● **GIVEN EXERCISE**
Pick out each line in the listing below that contains the word "ridge". Case counts.

● **RECORDS FOR THE EXERCISE**
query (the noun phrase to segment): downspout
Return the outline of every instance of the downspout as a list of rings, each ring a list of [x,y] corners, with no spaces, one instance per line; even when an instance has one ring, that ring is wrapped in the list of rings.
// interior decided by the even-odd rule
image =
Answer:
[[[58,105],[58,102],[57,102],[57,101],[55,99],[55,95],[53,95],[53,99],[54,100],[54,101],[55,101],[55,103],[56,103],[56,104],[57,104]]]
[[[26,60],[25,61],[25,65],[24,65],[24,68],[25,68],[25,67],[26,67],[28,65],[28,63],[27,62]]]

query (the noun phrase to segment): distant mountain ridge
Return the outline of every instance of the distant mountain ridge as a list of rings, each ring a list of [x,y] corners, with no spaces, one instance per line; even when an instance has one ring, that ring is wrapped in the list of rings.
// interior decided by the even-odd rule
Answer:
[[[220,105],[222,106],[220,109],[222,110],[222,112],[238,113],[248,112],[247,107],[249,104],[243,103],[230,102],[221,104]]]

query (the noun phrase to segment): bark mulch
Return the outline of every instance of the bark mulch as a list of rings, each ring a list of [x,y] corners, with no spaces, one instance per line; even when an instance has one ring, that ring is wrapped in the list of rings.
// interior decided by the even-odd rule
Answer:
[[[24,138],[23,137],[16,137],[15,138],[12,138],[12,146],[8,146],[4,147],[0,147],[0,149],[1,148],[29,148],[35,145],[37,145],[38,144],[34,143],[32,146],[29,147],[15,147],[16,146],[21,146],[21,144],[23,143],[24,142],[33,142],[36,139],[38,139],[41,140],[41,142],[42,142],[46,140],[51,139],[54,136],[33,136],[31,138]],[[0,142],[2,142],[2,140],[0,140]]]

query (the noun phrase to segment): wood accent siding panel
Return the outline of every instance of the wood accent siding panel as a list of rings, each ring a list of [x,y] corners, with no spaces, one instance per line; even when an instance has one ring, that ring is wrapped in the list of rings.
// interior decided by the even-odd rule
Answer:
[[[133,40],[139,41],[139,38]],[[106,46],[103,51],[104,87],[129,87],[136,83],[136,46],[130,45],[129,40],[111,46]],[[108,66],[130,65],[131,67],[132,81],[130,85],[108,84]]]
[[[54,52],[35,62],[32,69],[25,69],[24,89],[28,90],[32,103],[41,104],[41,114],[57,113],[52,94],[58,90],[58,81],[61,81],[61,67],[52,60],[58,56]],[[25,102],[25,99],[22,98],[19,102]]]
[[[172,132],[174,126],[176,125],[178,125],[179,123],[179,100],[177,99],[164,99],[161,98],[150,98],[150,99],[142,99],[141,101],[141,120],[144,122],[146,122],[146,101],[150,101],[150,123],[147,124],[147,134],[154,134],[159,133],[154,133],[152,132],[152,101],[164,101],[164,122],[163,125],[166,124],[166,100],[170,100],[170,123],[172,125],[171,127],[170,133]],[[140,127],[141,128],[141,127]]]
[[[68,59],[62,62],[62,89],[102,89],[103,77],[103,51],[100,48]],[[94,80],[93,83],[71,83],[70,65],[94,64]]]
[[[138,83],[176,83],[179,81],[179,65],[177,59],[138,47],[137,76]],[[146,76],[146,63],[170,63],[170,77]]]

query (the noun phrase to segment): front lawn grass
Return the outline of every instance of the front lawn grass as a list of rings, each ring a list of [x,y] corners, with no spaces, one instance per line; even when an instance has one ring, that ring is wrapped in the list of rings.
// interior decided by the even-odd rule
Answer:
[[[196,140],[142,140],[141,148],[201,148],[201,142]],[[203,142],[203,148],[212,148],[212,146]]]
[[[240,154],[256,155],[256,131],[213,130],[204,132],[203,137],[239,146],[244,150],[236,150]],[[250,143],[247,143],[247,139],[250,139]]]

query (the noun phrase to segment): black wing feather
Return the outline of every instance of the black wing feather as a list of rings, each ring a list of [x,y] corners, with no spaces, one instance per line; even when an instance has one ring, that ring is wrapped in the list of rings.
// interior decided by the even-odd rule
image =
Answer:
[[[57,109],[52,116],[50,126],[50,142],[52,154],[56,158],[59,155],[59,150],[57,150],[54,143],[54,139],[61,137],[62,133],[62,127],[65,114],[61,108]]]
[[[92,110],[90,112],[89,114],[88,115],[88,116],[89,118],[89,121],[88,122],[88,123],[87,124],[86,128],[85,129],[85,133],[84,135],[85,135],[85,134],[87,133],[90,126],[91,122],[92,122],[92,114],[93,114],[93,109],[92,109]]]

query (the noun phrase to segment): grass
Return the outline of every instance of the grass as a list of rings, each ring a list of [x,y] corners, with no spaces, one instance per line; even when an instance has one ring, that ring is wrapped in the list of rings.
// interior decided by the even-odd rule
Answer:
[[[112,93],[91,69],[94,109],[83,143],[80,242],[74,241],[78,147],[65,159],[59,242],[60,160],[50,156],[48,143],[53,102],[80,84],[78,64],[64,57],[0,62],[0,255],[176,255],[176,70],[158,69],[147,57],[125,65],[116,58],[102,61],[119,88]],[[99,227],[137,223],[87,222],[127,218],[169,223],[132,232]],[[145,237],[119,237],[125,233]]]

● **WORKED SOLUTION**
query (the noun phrase to segment): distant mountain ridge
Return the outline of every instance of the distant mountain ridge as a list of rings, each ring a list of [x,y] corners, with no spaces, one instance per line; even when an instance has one ring, that ring is wrapped in the list of rings.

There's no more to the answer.